● **STATED EXERCISE**
Rewrite the rows in the part that opens with the line containing "Would you mind pointing at the pedestrian" and closes with the line containing "column 1175, row 686", switching "trousers" to "pants" and changing nothing else. Leave out the picture.
/---
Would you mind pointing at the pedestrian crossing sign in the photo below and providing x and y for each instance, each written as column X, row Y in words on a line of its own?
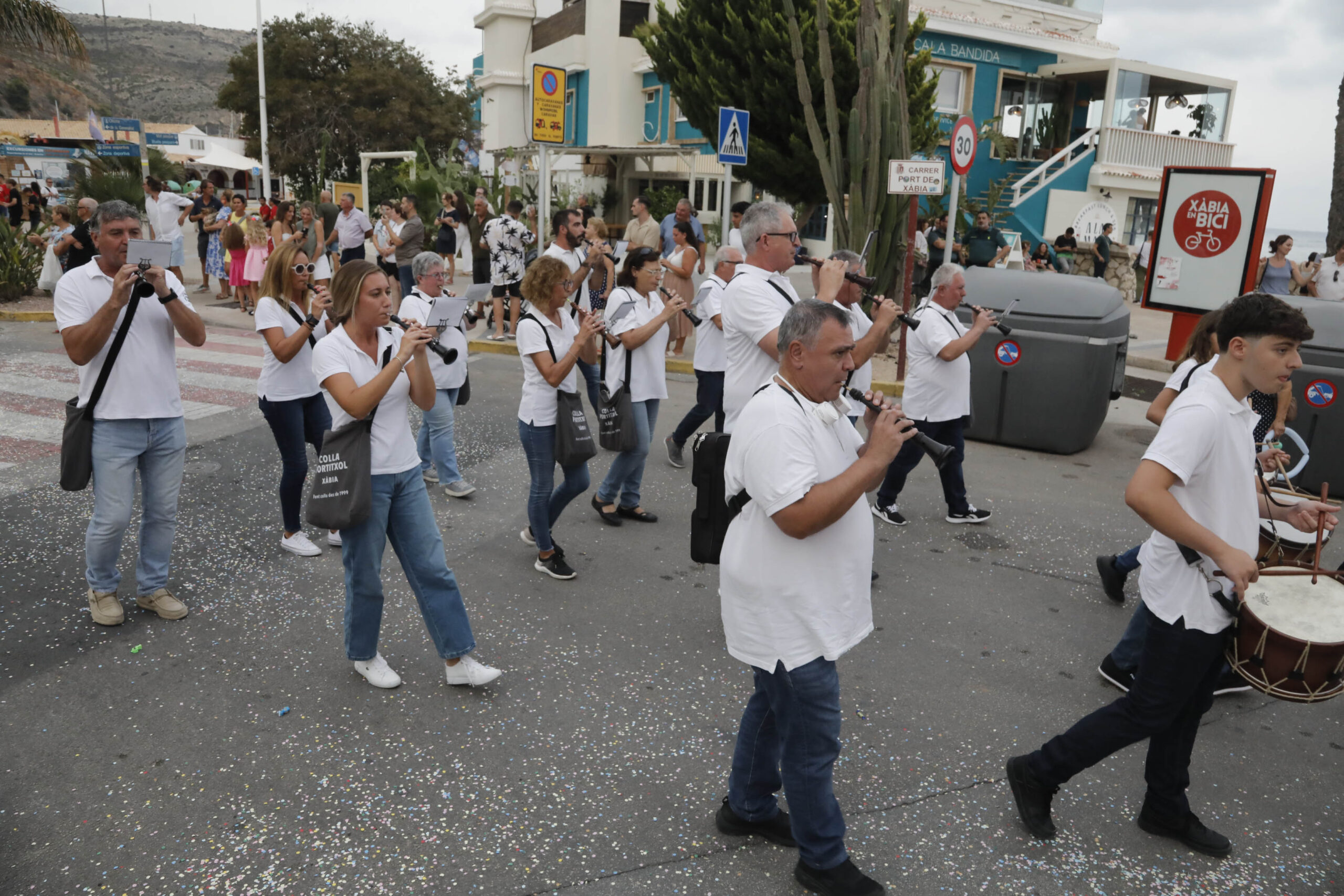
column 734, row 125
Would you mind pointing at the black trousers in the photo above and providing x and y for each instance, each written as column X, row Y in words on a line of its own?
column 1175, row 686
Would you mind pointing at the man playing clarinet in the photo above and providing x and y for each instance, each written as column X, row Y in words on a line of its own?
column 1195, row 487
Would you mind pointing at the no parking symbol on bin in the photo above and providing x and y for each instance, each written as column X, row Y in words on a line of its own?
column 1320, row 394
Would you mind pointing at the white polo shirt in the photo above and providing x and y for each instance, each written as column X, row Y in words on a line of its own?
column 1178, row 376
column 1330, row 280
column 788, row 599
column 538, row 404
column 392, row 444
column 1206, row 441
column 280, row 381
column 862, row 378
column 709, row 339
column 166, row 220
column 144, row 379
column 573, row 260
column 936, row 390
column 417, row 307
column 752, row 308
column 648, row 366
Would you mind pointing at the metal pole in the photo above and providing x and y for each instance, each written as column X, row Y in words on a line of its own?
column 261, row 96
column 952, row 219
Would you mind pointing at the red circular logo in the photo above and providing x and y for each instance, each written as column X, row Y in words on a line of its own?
\---
/---
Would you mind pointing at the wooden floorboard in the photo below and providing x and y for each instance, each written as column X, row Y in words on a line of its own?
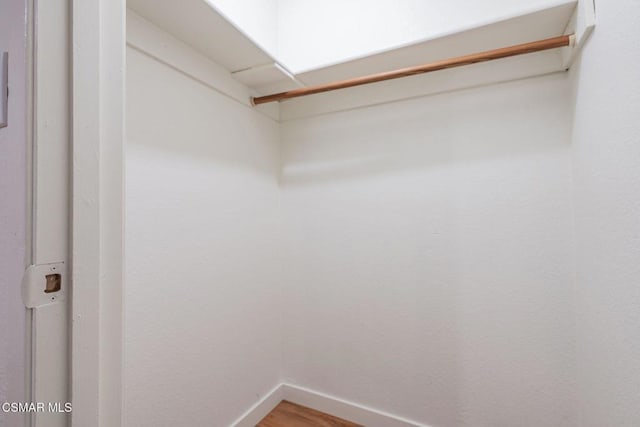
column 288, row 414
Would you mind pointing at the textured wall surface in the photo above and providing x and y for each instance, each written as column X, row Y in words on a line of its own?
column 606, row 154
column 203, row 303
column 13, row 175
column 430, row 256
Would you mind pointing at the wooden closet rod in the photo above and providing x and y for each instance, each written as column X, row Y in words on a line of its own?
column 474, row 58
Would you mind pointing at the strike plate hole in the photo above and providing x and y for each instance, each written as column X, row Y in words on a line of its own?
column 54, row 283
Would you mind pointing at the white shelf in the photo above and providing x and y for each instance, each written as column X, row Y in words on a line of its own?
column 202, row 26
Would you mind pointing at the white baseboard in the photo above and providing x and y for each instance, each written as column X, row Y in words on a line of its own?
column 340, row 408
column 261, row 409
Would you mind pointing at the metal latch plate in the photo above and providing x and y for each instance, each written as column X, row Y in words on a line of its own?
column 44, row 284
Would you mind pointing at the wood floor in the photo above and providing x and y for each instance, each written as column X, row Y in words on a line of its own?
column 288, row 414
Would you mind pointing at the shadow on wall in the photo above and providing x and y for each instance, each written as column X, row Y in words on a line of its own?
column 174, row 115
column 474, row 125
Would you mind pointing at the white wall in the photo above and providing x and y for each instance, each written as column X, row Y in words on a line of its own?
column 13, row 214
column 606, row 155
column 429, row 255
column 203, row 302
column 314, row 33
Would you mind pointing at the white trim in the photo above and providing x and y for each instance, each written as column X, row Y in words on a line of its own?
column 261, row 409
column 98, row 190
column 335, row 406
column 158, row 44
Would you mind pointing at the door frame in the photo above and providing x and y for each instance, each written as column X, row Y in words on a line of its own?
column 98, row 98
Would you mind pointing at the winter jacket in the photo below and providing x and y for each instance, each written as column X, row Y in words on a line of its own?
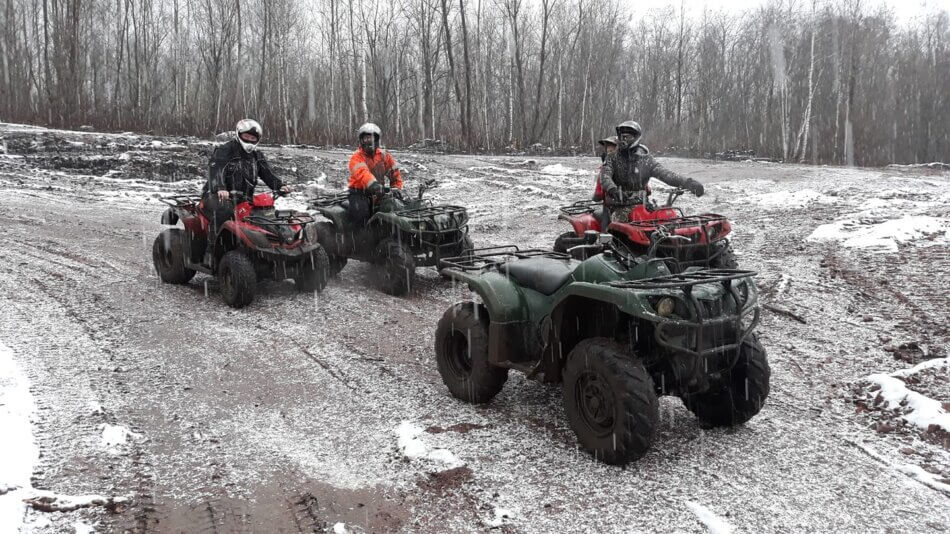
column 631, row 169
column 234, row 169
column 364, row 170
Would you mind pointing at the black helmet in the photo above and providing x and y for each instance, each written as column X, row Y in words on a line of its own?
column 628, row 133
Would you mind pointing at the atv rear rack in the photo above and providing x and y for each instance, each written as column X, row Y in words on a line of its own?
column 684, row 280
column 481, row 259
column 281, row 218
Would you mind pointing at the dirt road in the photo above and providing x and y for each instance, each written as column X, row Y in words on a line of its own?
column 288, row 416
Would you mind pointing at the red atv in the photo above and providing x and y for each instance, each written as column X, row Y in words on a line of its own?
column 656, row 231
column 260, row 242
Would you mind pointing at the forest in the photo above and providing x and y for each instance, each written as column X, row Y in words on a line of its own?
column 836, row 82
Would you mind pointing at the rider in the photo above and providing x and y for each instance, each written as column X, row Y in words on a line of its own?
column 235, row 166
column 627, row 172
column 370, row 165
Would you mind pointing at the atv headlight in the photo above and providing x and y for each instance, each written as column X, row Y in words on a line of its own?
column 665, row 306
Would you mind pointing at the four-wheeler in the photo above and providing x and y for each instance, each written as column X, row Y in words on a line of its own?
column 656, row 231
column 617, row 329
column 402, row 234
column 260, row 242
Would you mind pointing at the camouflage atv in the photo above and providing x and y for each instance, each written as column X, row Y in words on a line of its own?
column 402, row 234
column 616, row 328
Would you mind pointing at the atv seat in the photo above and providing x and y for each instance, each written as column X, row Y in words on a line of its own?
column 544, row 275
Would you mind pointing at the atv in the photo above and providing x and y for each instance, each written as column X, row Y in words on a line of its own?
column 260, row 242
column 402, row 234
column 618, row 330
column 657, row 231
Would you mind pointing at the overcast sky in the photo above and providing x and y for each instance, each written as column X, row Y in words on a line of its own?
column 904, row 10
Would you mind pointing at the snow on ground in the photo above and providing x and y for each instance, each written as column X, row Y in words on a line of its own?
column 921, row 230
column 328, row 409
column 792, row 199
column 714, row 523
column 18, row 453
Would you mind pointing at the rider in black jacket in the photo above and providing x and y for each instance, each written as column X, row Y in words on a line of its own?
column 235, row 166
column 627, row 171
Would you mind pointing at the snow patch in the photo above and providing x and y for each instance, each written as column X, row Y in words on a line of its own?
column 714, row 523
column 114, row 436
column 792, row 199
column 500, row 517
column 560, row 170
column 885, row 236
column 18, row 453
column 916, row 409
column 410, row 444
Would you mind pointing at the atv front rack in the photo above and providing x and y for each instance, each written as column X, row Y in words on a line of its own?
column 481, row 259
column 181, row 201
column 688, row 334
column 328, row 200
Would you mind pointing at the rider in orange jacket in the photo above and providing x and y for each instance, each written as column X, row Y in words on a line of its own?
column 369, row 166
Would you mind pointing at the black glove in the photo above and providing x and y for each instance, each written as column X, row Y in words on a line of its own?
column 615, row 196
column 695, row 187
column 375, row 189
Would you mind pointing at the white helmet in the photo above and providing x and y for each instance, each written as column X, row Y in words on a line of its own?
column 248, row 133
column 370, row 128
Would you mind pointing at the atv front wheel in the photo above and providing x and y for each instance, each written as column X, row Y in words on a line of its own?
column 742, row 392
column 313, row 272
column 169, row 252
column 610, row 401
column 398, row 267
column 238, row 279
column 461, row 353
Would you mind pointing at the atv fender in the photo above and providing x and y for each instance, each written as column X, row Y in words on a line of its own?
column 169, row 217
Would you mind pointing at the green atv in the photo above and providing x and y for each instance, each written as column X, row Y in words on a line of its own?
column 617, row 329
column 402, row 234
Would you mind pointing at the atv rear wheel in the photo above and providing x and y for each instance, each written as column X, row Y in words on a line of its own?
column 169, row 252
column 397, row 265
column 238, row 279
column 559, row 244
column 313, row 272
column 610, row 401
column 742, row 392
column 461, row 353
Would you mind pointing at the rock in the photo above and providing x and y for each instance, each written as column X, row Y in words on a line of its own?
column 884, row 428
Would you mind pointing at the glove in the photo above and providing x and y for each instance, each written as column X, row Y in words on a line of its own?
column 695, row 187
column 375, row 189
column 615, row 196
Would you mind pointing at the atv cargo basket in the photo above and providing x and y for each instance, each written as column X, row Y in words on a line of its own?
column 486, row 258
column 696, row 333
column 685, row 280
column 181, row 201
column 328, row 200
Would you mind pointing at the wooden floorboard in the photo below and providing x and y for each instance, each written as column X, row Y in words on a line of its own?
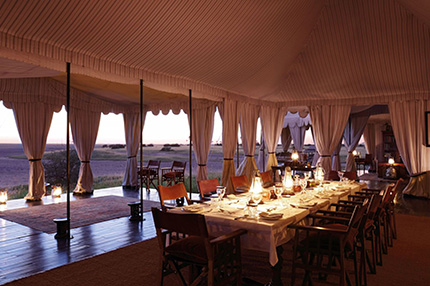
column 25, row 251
\---
● **RESULT**
Would you mind pointing at the pedestrian crossing sign in the photo below and providing x and y for each instance, each written as column X, row Y in words on a line of its own?
column 734, row 125
Would you mind pointing at the black pants in the photo above and providing x and y for each instance, each written as column X, row Y in words on a line of its own?
column 1175, row 686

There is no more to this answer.